Part of a data file
============================================================

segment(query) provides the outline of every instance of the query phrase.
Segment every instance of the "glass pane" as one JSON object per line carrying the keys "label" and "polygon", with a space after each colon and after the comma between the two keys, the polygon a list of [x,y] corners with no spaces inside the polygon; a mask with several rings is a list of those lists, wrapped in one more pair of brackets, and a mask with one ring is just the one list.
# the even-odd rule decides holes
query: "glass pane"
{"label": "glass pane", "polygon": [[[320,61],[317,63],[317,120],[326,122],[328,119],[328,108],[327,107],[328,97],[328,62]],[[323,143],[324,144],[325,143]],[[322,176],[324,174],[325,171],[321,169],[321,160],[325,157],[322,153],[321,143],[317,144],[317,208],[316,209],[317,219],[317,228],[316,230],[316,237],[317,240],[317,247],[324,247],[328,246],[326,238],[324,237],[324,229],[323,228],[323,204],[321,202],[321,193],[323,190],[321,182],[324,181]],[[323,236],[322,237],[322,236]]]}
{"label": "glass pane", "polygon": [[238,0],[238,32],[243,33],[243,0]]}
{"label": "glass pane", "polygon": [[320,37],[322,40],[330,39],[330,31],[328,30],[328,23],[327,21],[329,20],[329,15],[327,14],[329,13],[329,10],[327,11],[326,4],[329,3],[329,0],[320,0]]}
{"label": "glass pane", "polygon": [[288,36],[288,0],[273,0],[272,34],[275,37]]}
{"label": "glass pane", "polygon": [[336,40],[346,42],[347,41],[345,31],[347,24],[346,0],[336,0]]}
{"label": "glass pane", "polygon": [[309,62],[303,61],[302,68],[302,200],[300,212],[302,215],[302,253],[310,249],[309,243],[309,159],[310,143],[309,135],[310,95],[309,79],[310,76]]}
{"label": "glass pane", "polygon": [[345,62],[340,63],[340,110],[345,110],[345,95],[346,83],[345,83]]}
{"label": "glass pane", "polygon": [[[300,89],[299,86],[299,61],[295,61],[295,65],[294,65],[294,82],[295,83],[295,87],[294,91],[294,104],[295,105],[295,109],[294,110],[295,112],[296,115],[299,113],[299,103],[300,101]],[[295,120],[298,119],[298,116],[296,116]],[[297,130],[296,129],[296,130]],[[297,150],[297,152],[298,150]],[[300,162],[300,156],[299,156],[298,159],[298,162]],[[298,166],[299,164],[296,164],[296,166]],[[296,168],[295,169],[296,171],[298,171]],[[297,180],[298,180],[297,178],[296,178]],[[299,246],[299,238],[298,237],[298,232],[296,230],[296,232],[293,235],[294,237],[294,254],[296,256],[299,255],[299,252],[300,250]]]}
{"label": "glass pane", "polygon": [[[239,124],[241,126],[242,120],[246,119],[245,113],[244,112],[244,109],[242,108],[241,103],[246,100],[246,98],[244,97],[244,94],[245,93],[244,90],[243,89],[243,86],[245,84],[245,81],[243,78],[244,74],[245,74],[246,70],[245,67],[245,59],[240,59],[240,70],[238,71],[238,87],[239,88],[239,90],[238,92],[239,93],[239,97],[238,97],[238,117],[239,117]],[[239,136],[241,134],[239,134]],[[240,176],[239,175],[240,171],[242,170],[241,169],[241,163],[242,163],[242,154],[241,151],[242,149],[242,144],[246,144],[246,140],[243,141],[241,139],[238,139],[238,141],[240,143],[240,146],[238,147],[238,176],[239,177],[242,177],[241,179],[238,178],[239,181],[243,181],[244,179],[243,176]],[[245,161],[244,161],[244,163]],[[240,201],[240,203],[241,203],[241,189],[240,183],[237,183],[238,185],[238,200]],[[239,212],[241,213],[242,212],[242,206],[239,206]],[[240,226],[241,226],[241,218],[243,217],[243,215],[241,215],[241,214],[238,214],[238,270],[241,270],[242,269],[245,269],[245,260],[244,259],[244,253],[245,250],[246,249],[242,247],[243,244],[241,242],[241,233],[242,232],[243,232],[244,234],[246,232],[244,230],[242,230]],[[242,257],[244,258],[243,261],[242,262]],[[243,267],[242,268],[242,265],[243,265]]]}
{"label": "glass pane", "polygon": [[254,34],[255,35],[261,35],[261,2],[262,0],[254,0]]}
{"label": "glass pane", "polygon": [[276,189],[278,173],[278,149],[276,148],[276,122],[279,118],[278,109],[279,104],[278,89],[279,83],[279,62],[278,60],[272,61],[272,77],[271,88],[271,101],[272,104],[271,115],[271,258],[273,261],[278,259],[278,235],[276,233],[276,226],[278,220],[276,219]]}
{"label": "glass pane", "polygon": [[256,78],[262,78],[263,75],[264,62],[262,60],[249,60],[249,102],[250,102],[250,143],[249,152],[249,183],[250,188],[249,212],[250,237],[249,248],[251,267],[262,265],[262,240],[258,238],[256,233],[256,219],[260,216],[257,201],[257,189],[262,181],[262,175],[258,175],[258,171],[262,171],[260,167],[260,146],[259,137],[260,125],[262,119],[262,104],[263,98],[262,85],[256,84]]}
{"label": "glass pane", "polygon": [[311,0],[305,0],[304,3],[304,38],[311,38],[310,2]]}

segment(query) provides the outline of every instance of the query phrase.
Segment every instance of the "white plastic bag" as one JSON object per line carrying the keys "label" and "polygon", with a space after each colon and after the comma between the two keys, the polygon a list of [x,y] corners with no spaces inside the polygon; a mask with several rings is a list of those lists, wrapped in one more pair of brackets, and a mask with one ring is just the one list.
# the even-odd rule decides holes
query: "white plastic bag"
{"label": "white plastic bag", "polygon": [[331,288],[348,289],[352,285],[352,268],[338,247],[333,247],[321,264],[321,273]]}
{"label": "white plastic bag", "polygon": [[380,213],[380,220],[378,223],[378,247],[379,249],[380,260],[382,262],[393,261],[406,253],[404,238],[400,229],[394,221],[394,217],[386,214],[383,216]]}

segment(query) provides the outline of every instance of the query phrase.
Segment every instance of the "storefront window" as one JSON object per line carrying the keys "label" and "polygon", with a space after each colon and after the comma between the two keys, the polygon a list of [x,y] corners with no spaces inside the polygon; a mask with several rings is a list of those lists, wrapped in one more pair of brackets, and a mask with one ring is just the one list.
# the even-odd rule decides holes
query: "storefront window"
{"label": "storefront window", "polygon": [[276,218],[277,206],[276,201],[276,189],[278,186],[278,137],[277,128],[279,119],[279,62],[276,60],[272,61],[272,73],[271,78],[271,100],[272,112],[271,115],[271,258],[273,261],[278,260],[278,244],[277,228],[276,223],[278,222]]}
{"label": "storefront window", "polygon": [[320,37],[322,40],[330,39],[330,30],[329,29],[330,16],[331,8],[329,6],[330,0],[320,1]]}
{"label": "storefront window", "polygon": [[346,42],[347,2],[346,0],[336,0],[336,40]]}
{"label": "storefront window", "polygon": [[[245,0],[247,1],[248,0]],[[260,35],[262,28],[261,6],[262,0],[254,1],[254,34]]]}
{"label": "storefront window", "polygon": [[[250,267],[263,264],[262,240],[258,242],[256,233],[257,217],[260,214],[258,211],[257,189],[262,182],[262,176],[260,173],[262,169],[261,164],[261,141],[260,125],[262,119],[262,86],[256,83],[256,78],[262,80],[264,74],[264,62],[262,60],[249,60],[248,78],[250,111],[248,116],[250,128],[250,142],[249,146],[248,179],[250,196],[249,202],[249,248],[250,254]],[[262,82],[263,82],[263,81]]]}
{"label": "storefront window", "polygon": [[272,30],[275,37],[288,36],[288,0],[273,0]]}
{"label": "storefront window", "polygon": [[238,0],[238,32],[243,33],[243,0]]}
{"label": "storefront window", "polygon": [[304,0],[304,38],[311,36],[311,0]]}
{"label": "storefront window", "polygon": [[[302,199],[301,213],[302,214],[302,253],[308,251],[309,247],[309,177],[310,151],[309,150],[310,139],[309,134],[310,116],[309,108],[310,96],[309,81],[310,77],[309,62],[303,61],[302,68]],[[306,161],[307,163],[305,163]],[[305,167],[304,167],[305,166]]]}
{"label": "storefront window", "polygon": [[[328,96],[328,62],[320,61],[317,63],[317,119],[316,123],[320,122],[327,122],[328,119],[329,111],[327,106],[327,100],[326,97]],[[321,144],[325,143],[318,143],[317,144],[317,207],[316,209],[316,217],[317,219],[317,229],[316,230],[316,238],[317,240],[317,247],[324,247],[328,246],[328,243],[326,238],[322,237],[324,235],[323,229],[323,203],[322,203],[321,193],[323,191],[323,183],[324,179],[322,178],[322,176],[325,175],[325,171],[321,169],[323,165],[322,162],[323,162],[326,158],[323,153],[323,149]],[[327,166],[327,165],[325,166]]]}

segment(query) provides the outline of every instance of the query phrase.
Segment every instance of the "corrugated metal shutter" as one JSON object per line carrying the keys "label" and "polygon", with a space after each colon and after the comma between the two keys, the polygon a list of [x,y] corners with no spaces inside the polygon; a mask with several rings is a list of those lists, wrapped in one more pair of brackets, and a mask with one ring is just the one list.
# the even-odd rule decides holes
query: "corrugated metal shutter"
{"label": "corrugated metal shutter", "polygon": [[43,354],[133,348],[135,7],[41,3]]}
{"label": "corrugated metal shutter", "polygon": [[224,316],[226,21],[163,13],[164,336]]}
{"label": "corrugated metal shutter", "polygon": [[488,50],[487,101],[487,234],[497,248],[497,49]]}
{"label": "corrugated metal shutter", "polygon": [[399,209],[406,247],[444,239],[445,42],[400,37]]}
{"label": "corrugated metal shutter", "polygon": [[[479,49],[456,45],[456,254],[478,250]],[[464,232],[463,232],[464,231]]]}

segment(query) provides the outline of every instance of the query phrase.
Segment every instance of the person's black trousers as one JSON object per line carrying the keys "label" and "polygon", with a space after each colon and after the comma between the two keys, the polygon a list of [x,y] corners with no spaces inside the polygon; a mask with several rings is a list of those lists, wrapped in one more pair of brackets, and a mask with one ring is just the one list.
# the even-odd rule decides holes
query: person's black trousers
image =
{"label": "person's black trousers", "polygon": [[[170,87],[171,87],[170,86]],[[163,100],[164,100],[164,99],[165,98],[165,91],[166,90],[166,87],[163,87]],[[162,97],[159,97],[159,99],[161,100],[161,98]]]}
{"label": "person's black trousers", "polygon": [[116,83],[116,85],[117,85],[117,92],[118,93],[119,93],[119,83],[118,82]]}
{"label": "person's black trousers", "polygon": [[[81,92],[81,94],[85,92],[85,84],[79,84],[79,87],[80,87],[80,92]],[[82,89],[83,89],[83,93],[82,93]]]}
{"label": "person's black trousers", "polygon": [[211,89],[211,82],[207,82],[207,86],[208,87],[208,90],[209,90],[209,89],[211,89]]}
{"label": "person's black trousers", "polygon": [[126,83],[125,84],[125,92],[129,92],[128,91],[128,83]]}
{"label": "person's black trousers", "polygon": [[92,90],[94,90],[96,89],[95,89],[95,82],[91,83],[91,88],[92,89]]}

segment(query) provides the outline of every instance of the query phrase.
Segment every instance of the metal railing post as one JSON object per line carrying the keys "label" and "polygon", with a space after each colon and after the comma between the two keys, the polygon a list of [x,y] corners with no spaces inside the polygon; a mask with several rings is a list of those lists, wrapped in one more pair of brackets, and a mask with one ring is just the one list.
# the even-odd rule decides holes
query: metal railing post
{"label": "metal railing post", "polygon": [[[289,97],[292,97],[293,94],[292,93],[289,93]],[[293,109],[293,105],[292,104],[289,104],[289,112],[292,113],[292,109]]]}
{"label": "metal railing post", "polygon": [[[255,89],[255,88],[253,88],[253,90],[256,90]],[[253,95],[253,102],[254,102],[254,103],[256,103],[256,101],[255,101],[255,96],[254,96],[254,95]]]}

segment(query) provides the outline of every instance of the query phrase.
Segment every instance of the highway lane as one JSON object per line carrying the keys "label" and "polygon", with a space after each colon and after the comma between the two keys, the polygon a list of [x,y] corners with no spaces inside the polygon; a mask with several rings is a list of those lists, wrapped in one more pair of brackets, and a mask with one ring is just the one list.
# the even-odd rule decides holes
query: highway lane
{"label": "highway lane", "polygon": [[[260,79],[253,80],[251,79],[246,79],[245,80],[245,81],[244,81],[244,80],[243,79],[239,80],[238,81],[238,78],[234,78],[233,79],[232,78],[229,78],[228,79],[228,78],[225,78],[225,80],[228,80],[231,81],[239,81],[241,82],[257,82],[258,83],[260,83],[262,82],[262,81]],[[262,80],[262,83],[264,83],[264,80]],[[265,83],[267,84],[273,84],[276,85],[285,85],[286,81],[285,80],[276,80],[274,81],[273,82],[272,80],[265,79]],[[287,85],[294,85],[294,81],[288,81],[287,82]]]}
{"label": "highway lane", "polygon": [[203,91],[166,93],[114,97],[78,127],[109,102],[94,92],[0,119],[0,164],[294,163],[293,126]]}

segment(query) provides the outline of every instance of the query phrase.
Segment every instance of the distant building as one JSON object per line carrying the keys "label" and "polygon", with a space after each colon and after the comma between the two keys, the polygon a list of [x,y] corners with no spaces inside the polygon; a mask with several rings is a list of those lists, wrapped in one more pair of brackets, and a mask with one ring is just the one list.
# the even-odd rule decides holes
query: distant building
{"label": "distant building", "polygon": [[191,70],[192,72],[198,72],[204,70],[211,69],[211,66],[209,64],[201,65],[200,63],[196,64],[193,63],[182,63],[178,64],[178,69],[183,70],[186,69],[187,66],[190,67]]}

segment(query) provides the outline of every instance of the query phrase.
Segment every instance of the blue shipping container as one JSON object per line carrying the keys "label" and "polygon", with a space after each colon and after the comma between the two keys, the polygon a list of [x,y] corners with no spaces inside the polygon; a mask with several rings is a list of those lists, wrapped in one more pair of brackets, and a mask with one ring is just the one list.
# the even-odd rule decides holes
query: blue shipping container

============================================================

Which lines of the records contain the word "container"? Pick out each of those lines in full, treating case as significant.

Segment every instance of the blue shipping container as one JSON object per line carrying the keys "label" and "polygon", with a space after each colon and after the comma between the two keys, the polygon a list of [x,y] corners with no spaces inside the polygon; a mask with several rings is a list of those lists, wrapped in one more pair of brackets, and a mask with one ring is just the one list.
query: blue shipping container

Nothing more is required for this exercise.